(Task instructions) I would like the listing below retyped exactly, line by line.

(Working data)
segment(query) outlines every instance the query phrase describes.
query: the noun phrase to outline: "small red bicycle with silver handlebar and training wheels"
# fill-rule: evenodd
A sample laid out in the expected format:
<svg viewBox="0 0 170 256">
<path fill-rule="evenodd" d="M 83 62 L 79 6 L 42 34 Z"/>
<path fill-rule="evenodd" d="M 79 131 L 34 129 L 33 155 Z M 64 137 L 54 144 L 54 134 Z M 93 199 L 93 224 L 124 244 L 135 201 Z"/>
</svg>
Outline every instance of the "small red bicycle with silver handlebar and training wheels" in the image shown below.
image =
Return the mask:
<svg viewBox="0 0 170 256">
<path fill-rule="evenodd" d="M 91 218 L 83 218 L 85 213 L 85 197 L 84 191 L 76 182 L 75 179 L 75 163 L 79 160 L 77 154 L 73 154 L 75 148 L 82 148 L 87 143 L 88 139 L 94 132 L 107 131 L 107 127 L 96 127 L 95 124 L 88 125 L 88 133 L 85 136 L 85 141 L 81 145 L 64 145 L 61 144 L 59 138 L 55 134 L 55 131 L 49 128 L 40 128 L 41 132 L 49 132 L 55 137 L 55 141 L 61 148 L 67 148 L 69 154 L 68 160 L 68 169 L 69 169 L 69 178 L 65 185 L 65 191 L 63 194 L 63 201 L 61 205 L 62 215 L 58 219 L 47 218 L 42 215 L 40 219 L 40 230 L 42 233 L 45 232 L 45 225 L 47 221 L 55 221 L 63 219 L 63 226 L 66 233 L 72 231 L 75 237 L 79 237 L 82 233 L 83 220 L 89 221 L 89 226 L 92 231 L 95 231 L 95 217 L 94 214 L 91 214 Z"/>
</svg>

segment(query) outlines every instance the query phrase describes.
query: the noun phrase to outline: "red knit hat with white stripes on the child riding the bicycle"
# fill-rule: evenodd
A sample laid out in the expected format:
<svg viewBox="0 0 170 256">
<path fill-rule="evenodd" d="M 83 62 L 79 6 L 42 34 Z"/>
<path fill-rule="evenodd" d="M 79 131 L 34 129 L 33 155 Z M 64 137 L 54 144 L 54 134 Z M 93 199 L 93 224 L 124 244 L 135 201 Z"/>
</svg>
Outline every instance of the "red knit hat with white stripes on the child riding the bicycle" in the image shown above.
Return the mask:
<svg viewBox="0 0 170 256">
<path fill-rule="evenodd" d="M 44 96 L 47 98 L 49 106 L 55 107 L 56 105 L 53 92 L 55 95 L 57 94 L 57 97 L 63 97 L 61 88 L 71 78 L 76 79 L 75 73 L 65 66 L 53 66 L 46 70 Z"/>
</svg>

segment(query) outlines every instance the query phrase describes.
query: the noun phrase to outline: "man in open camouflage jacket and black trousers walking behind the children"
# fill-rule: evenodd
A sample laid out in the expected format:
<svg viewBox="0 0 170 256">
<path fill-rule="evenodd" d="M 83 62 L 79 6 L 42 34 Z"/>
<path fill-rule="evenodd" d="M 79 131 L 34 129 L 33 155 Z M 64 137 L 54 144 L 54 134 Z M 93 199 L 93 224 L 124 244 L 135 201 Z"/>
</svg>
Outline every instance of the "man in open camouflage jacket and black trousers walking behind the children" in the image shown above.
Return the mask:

(Response to this task)
segment(query) outlines every instance the query phrase describes.
query: the noun phrase to outline: "small red bicycle with silver handlebar and training wheels"
# fill-rule: evenodd
A sample laid out in the expected format:
<svg viewBox="0 0 170 256">
<path fill-rule="evenodd" d="M 83 62 L 79 6 L 42 34 Z"/>
<path fill-rule="evenodd" d="M 79 131 L 34 129 L 33 155 Z M 64 137 L 54 144 L 54 134 Z M 93 199 L 93 224 L 124 244 L 135 201 Z"/>
</svg>
Outline every instance of the "small red bicycle with silver handlebar and training wheels" in the image shown below.
image =
Return the mask:
<svg viewBox="0 0 170 256">
<path fill-rule="evenodd" d="M 91 218 L 83 218 L 85 213 L 85 197 L 84 191 L 76 182 L 75 179 L 75 163 L 79 160 L 77 154 L 73 154 L 75 148 L 82 148 L 87 143 L 88 139 L 94 132 L 107 131 L 107 127 L 96 127 L 95 124 L 88 125 L 88 133 L 85 136 L 85 141 L 81 145 L 64 145 L 61 144 L 59 138 L 55 134 L 55 131 L 49 128 L 40 128 L 41 132 L 49 132 L 55 137 L 55 141 L 61 148 L 67 148 L 69 154 L 68 160 L 68 169 L 69 169 L 69 178 L 65 185 L 65 191 L 63 194 L 63 201 L 61 205 L 62 215 L 58 219 L 47 218 L 42 215 L 40 219 L 40 230 L 42 233 L 45 232 L 45 225 L 47 221 L 55 221 L 63 219 L 63 226 L 66 233 L 72 231 L 75 237 L 79 237 L 82 233 L 83 220 L 89 221 L 89 226 L 92 231 L 95 231 L 95 217 L 94 214 L 91 214 Z"/>
</svg>

segment(query) outlines every instance the query phrase describes.
query: the noun phrase to outline: "red knit hat with white stripes on the child riding the bicycle"
# fill-rule: evenodd
A sample laid out in the expected format:
<svg viewBox="0 0 170 256">
<path fill-rule="evenodd" d="M 83 62 L 79 6 L 42 34 Z"/>
<path fill-rule="evenodd" d="M 79 131 L 34 129 L 33 155 Z M 64 137 L 54 144 L 54 134 Z M 93 199 L 93 224 L 124 244 L 135 201 Z"/>
</svg>
Outline every instance of the "red knit hat with white stripes on the child riding the bicycle" in the image shown above.
Return the mask:
<svg viewBox="0 0 170 256">
<path fill-rule="evenodd" d="M 44 96 L 47 98 L 49 106 L 55 107 L 56 105 L 53 92 L 55 95 L 57 94 L 57 97 L 63 97 L 61 88 L 71 78 L 76 79 L 75 73 L 65 66 L 53 66 L 46 70 Z"/>
</svg>

segment(query) outlines every instance the query phrase describes.
query: the noun phrase to outline: "man in open camouflage jacket and black trousers walking behind the children"
# fill-rule: evenodd
A sample laid out in the expected format:
<svg viewBox="0 0 170 256">
<path fill-rule="evenodd" d="M 83 62 L 79 6 L 42 34 Z"/>
<path fill-rule="evenodd" d="M 79 131 L 34 129 L 33 155 Z M 64 137 L 54 144 L 54 134 Z M 93 199 L 93 224 L 124 244 L 135 201 Z"/>
</svg>
Outline every instance of the "man in open camouflage jacket and black trousers walking behind the children" in the image shown above.
Return the mask:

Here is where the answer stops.